=== About this exercise ===
Reproduce the records without their pictures, keeping every word as it is.

[[ Extracted data open ]]

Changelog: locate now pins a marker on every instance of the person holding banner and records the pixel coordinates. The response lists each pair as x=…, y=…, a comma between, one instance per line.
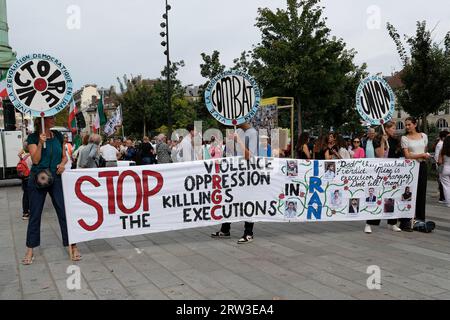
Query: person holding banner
x=187, y=145
x=444, y=164
x=246, y=140
x=49, y=159
x=414, y=145
x=386, y=146
x=302, y=147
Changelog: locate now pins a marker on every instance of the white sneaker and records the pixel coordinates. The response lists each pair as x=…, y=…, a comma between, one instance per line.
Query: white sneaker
x=394, y=228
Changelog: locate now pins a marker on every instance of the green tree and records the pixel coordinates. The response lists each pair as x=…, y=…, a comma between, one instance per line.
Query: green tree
x=298, y=57
x=425, y=74
x=144, y=103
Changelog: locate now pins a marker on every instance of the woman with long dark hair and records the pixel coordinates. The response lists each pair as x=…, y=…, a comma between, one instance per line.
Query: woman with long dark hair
x=386, y=146
x=444, y=165
x=46, y=150
x=415, y=145
x=302, y=147
x=319, y=148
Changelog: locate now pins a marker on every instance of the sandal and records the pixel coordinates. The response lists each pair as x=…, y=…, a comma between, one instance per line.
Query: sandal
x=27, y=260
x=220, y=235
x=74, y=256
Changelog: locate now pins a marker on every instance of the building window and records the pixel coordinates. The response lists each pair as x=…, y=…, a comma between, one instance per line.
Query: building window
x=442, y=124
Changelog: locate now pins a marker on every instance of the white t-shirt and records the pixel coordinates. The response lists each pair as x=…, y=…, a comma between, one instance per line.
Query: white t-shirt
x=187, y=149
x=108, y=152
x=438, y=150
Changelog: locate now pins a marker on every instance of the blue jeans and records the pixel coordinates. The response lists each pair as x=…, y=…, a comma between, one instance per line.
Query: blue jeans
x=37, y=201
x=25, y=200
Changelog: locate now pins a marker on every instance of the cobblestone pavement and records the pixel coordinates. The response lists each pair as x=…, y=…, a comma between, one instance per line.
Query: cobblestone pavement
x=286, y=261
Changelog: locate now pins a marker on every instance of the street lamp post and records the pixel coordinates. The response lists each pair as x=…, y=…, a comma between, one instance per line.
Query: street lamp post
x=165, y=25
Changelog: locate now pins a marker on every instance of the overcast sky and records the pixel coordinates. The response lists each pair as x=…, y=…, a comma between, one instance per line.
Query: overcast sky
x=119, y=37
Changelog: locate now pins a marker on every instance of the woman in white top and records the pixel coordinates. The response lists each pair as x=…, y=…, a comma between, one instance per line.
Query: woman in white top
x=444, y=164
x=414, y=145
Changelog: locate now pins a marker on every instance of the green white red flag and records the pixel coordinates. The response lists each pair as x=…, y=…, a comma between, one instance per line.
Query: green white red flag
x=72, y=116
x=3, y=92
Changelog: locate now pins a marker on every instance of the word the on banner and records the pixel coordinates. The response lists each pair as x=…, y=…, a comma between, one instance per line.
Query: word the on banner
x=115, y=202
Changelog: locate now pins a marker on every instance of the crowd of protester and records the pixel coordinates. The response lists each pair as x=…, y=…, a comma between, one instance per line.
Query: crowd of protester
x=46, y=155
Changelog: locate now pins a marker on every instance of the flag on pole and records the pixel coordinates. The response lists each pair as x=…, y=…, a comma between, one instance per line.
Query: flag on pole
x=73, y=116
x=96, y=124
x=101, y=112
x=3, y=92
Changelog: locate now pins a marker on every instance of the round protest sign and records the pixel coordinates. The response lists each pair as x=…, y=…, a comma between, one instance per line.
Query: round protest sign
x=375, y=101
x=39, y=85
x=233, y=98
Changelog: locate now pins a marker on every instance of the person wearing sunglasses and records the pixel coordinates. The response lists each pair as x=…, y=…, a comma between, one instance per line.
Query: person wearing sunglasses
x=49, y=160
x=358, y=151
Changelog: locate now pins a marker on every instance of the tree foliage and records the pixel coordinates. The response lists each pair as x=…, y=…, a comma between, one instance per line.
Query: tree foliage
x=298, y=57
x=144, y=103
x=425, y=74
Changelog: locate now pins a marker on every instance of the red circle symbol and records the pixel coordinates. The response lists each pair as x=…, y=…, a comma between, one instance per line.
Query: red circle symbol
x=40, y=84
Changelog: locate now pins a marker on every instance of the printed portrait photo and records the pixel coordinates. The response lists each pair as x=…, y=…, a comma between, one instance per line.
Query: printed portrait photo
x=371, y=197
x=292, y=168
x=353, y=206
x=291, y=209
x=330, y=171
x=335, y=198
x=389, y=205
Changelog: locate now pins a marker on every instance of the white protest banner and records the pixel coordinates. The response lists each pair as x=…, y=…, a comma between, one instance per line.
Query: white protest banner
x=115, y=202
x=112, y=124
x=375, y=101
x=39, y=85
x=233, y=98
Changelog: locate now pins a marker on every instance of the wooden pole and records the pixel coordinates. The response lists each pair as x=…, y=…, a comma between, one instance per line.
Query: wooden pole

[[ Extracted data closed ]]

=== Written response ===
Changelog: locate now pins a marker on every instance of the person holding banner and records the pixel coordinates. The response lists each pair as x=…, y=…, a comma between, one instance per line.
Query: person holding banner
x=187, y=145
x=444, y=164
x=246, y=140
x=49, y=159
x=414, y=145
x=386, y=146
x=302, y=147
Changelog: locate now pins a marker on every instance of the white sneaker and records the pixel coordinates. The response lists each pair as x=…, y=…, a comma between, one instance per line.
Query: white sneaker
x=394, y=228
Changelog: locate now pins a marker on every instance of the green tree and records the pixel coordinates. The response lists each pair as x=…, y=…, a comma between, one instance per line.
Query: green tree
x=298, y=57
x=425, y=74
x=144, y=103
Changelog: locate now pins a marker on every instance of the woman with long dark hair and records the pixel coordinates. The response lists each pair as x=…, y=…, a comma between, one instance per line.
Query: woman with long dark hair
x=386, y=146
x=444, y=165
x=46, y=150
x=415, y=145
x=302, y=147
x=319, y=148
Changelog: locate now pins a marker on every instance of the sandal and records the pixel coordinates. The response lists each pair as x=…, y=…, a comma between, one instance per line.
Query: sandal
x=27, y=260
x=220, y=235
x=74, y=256
Changelog: locate now pins a marker on every instance of the building window and records the pixel coordinates. The response lists each pair as x=…, y=…, a comma between, one instance per line.
Query: building window
x=442, y=124
Changelog: locate now pins a marker on every instance of the white t-shirt and records the pixel coordinates. The response lists each pair as x=…, y=…, a comma between, one instance per line.
Query: white t-shirt
x=187, y=149
x=108, y=152
x=438, y=150
Changelog: locate now pins a marker on every instance of the blue jeans and records the pixel coordinates. The response lists each pair as x=…, y=…, a comma between, one instance per line.
Query: blue jeans
x=37, y=201
x=25, y=200
Changelog: locate now pins a marker on every instance of the cobblestone pavement and records the pixel coordinates. The response lists each pair as x=…, y=…, a comma between, one instance per line.
Query: cobblestone pavement
x=286, y=261
Changelog: locate now pins a marker on every instance of the street lamp post and records the pixel coordinates. The response lists each pair as x=…, y=…, a comma between, one instance per line.
Query: street lamp post
x=165, y=25
Changelog: locate now pins a marker on every instance of the overcast sky and records the pixel coordinates. The response lists each pair as x=…, y=…, a comma between, one instance per line.
Query: overcast sky
x=119, y=37
Changelog: locate now pins a marker on every instance of the woman in white top and records the pixel coordinates. The response lists each pair as x=…, y=…, a comma between, one instance per line.
Query: woman in white top
x=444, y=164
x=414, y=145
Changelog: locate now pins a marker on every instance of the green white red flag and records the pixel coordinates. The response lists each pair as x=…, y=…, a comma between, one instance per line.
Query: green white red flag
x=72, y=116
x=3, y=92
Changelog: locate now pins a marker on every instance of the word the on banner and records the pixel coordinates. The response lists each pair as x=…, y=…, a comma between, one instance per line.
Query: word the on banner
x=115, y=202
Changelog: locate now pins a marker on every instance of the crowd of protester and records the pixel coordinates. The response lists each pair as x=…, y=…, a comma between, one instance per line.
Query: crowd of protester
x=46, y=155
Changelog: locate now pins a marker on every instance of the flag on pole and records the pixel coordinates. The response lists each pair as x=…, y=…, a comma between, one instance per line.
Query: flag on pole
x=73, y=116
x=96, y=124
x=101, y=112
x=3, y=92
Changelog: locate now pins a marker on every instance of the round protest sign and records the pixel coordinates. The response lists each pair as x=…, y=…, a comma between, one instance per line.
Query: round protest sign
x=375, y=101
x=39, y=85
x=233, y=98
Changelog: locate now pins a marker on every instance of the person wearing sunglasses and records the pixel coordinates. The response lists each pair as x=…, y=…, a comma between, one instance per line.
Query: person wearing sunglasses
x=49, y=160
x=358, y=151
Changelog: locate now pins a marker on every instance of the tree foliage and records the pixel coordinates. The response lists each pair as x=…, y=…, a comma between, one instance per line.
Query: tree foliage
x=298, y=57
x=144, y=103
x=425, y=74
Changelog: locate now pins a marker on every instance of the red circle symbol and records the pixel coordinates. The response lists each pair as x=…, y=…, a comma between, one instance per line.
Query: red circle symbol
x=40, y=84
Changelog: locate now pins a marker on every instance of the printed portrait photo and records the pixel coordinates. The response lists each pair as x=…, y=…, a comma between, one instance per line.
Query: printed portrait photo
x=371, y=197
x=292, y=168
x=353, y=206
x=291, y=209
x=330, y=171
x=335, y=198
x=389, y=205
Changelog: locate now pins a marker on every instance of the white protest banner and records the pixel coordinates. The response lists each pair as x=…, y=…, a comma between, one instance per line.
Query: white protest banner
x=115, y=202
x=112, y=124
x=375, y=101
x=39, y=85
x=233, y=98
Changelog: locate now pins a marker on every instance of the wooden pole and records the pixel coordinates. The response lists each pair as x=…, y=…, a comma between, one instance per line.
Query: wooden pole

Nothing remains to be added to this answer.